PASSAGE TO READ.
━━━
Trump outlines economic plan amid protests

Monday, August 8, 2016 - 3:04pm

DETROIT— Republican presidential nominee Donald Trump visited Michigan to speak to the Detroit Economic Club about his soon-to-be-released economic plan and to issue criticisms Hillary Clinton amid protests inside and out of the Cobo Center.

Trump's speech addressed his economic plan — one of his campaign's strongest aspects — following a tumultuous campaign week, in which he controversially feuded with the Khans, the family of a fallen Muslim American soldier who spoke at the Democratic National Convention last week. A recent Washington Post-ABC poll showed Trump eight points behind Clinton.

Also in attendance at the rally was Michigan Attorney General Bill Schuette who said he cannot personally stand by all of the statements Trump has made but believes Trump is the better candidate in this year's election. Schuette said he supports Trump despite the comments he's made about minorities — he believes Trump is the better candidate in terms of economic change.

“I’ve said months ago that comments that he’s made about women and minorities and Hispanics and disables, that’s not Bill Schuette, everybody knows that,” he said. “But the fact is, now we have two people. It’s Hillary Clinton or Donald Trump, and this is about jobs and paychecks, and it’s about change.”

In his speech, Trump outlined the city of Detroit as a once-great metropolis, which has been ruined by trade policies enacted by Democratic leadership. Trump said Detroit’s fall came when the government allowed other countries to outperform the United States.

“The city of Detroit is where our story begins,” he said. “Detroit was once the economic envy of the world, but for many living in this city, that dream has long ago vanished. When we abandoned the policy of America first, we started rebuilding other countries instead of our own. The skyscrapers went up in Beijing while factories and neighborhoods crumbled right here in Detroit.”

Trump’s speech included much criticism of Clinton, stating her policies would be disastrous for the city and country. He even said Clinton has contributed to the city’s troubles and should apologize for doing so.

In his speech Trump accused Clinton of still harboring her support for Trans-Pacific Partnership — which has been theorized by its opponents to have the potential to export more American jobs overseas and increase the price of pharmaceutical and other high-cost goods — as she had supported it while working under the Obama administration and has since denounced. He also accused Clinton of supporting the North American Free Trade Agreement — enacted under Bill Clinton — which is believed to have resulted in millions of dollars of trade deficit with Canada and Mexico and the loss of millions of American jobs.
━━━
EXERCISE TASKS.
[a] According to the article on Trump's Detroit speech, why does Bill Schuette support Trump despite disagreeing with some of his statements? Answer in one to three sentences.
[b] Reproduce the article on Trump's Detroit speech from "DETROIT— Republican presidential" to "points behind Clinton.".
[c] In the article on Trump's Detroit speech, which poll showed Trump eight points behind Clinton?

PROVIDED MATERIAL.
━━━
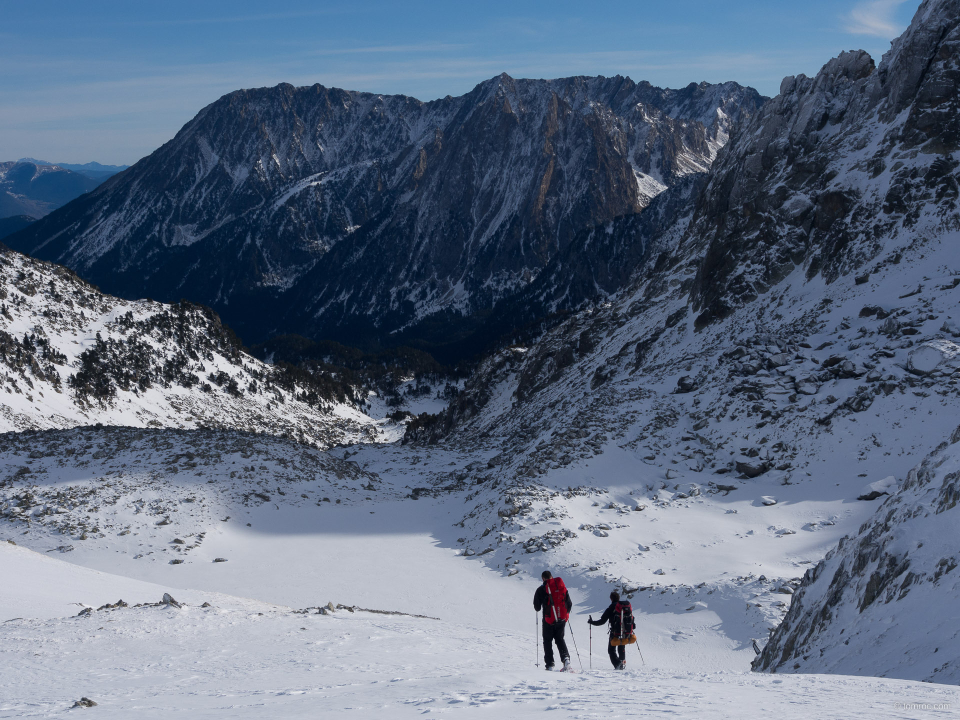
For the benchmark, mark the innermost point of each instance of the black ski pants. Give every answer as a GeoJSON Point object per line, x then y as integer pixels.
{"type": "Point", "coordinates": [553, 633]}
{"type": "Point", "coordinates": [617, 650]}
━━━
OUTPUTS FOR THE TASKS.
[a] Schuette believes Trump is the better candidate in terms of economic change. In his view the election is a choice between Hillary Clinton and Donald Trump, and it concerns jobs, paychecks and change.

[b]
DETROIT— Republican presidential nominee Donald Trump visited Michigan to speak to the Detroit Economic Club about his soon-to-be-released economic plan and to issue criticisms Hillary Clinton amid protests inside and out of the Cobo Center.

Trump's speech addressed his economic plan — one of his campaign's strongest aspects — following a tumultuous campaign week, in which he controversially feuded with the Khans, the family of a fallen Muslim American soldier who spoke at the Democratic National Convention last week. A recent Washington Post-ABC poll showed Trump eight points behind Clinton.

[c] A recent Washington Post-ABC poll.